### INSTRUCTIONS TO FOLLOW
Each record needs to be echoed exactly; can you do that?
## Start EXTRACTED ENTRIES
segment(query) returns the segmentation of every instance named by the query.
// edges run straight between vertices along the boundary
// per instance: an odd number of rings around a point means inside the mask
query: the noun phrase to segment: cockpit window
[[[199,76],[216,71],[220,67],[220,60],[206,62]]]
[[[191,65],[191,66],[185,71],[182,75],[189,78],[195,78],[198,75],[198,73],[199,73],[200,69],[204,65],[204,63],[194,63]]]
## End EXTRACTED ENTRIES
### OUTPUT OF THE EXERCISE
segment(query) returns the segmentation of every instance named by the query.
// edges run straight between vertices along the boundary
// per instance: an odd number of rings around a point means inside the mask
query: the noun phrase to segment: cockpit window
[[[199,76],[216,71],[220,67],[220,60],[206,62]]]
[[[191,65],[191,66],[185,71],[182,75],[189,78],[195,78],[198,75],[198,73],[199,73],[200,69],[204,65],[204,63],[194,63]]]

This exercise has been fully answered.